> _ITEMS_:
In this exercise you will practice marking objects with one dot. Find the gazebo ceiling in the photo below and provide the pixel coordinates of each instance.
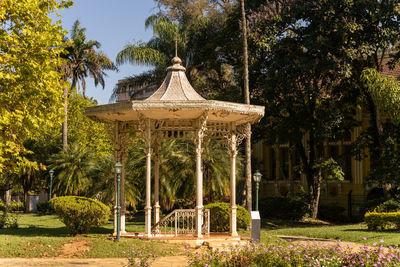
(176, 99)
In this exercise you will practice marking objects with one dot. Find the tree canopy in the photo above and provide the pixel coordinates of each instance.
(30, 95)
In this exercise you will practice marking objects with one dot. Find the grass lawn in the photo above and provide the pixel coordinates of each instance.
(347, 232)
(45, 236)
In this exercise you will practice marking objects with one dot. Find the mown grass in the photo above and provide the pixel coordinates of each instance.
(44, 236)
(348, 232)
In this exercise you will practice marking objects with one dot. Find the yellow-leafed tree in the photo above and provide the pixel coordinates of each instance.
(30, 83)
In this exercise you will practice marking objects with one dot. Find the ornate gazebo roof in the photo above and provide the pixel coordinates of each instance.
(176, 111)
(176, 99)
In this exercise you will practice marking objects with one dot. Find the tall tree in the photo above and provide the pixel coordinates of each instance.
(82, 60)
(30, 97)
(246, 101)
(304, 81)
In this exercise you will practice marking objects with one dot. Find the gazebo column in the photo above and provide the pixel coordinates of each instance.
(120, 152)
(232, 150)
(148, 151)
(199, 175)
(157, 183)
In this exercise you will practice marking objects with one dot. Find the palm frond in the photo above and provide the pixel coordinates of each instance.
(140, 54)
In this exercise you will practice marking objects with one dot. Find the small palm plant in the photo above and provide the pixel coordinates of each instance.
(73, 170)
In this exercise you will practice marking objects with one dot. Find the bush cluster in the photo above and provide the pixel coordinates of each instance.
(8, 220)
(80, 214)
(382, 220)
(219, 217)
(14, 206)
(285, 208)
(391, 205)
(43, 207)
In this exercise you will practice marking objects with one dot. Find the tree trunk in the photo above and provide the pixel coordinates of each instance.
(65, 123)
(7, 197)
(26, 200)
(314, 187)
(375, 120)
(248, 187)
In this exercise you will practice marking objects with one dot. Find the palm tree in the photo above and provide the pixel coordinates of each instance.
(156, 52)
(246, 101)
(73, 168)
(82, 60)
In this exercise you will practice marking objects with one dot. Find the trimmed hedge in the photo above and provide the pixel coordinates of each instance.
(331, 212)
(285, 208)
(80, 214)
(219, 216)
(382, 220)
(388, 206)
(16, 206)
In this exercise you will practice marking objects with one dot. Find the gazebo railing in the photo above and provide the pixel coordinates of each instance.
(181, 222)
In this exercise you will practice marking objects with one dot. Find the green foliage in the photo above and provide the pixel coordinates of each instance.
(8, 220)
(219, 216)
(286, 208)
(391, 205)
(80, 214)
(2, 206)
(73, 168)
(82, 59)
(30, 95)
(15, 206)
(332, 212)
(382, 220)
(3, 219)
(43, 207)
(385, 91)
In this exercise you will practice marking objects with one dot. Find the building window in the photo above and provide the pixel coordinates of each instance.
(283, 163)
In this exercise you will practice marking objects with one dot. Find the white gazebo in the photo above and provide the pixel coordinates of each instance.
(176, 111)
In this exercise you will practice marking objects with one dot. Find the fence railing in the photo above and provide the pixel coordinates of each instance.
(181, 222)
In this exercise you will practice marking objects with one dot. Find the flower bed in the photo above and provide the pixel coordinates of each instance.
(280, 254)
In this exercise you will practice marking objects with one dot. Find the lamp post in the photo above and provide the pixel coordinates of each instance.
(51, 172)
(257, 179)
(118, 171)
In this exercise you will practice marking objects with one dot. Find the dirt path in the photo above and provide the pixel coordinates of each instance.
(60, 262)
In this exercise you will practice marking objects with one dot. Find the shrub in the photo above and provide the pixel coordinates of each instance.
(43, 207)
(219, 217)
(3, 219)
(286, 208)
(382, 220)
(388, 206)
(80, 214)
(16, 206)
(331, 212)
(8, 220)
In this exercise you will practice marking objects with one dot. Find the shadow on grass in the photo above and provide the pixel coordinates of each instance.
(386, 231)
(49, 232)
(42, 227)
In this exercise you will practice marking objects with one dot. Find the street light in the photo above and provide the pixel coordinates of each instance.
(118, 171)
(257, 179)
(51, 172)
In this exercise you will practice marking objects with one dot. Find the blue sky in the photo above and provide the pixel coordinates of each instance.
(114, 24)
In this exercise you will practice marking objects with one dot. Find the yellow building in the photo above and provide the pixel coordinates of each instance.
(278, 163)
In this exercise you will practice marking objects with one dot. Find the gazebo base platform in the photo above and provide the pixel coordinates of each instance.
(214, 240)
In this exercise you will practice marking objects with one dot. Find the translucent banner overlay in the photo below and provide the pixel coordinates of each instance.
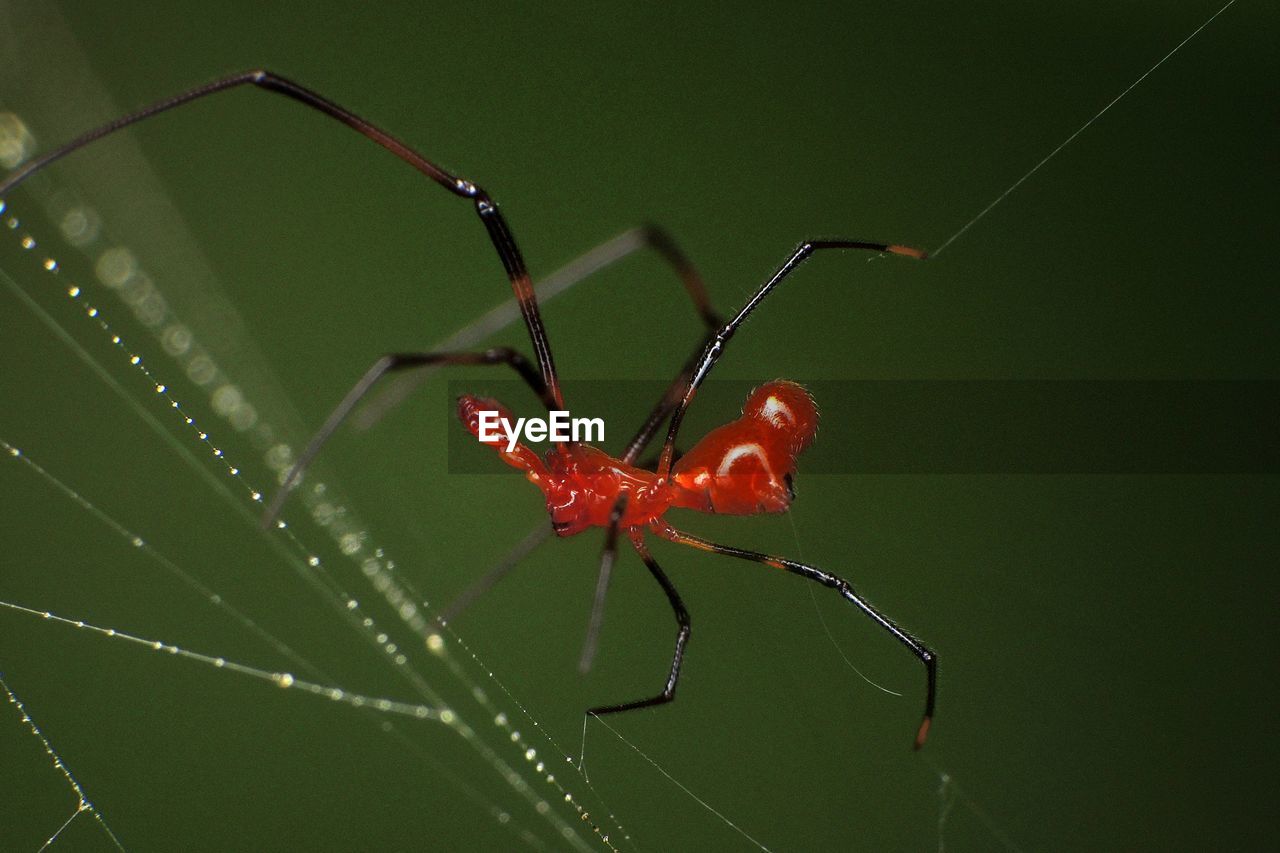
(952, 427)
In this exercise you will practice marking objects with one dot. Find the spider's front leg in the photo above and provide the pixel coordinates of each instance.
(677, 606)
(392, 363)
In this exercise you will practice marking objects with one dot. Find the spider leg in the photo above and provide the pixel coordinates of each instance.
(923, 652)
(608, 555)
(677, 606)
(499, 233)
(483, 584)
(387, 364)
(716, 343)
(608, 252)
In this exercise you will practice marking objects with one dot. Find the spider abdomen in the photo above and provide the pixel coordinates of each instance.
(745, 468)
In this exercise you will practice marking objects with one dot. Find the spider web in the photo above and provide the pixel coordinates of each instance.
(429, 690)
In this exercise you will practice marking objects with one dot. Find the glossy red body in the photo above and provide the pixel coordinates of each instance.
(743, 468)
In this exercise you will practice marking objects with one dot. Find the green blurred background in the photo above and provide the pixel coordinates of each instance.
(1104, 641)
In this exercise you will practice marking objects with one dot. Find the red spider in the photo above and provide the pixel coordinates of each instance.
(739, 469)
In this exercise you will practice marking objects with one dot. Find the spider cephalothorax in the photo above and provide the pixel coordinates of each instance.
(743, 468)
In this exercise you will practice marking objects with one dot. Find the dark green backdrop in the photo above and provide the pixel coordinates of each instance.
(1106, 642)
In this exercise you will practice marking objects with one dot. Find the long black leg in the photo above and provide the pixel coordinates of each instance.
(483, 584)
(716, 345)
(499, 233)
(677, 606)
(608, 252)
(666, 405)
(387, 364)
(608, 556)
(923, 652)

> _SHORT EXERCISE_: In the records above, find the line containing "Find the red"; please retype it and every line after it through the last line, exactly and with nothing else.

> _TASK SOLUTION_:
In this exercise you will practice marking objects with one dot. Find the red spider in the photo above and provide the pixel coordinates of each instance.
(739, 469)
In this exercise you will practice marking objects with one dot. Find the spider cephalothorax in the photo above and provide the pixel coordinates of each instance.
(743, 468)
In this exercise you will practice marking objects with one dot. Find the dark green backdrop in the photo above and provide the pixel coordinates of each instance.
(1106, 642)
In this exercise you will practice marking objects with one dot. Find the long black leg in the photo above and provide the pixel coordinates of each instance.
(483, 584)
(716, 345)
(499, 233)
(677, 606)
(608, 252)
(666, 405)
(387, 364)
(608, 556)
(923, 652)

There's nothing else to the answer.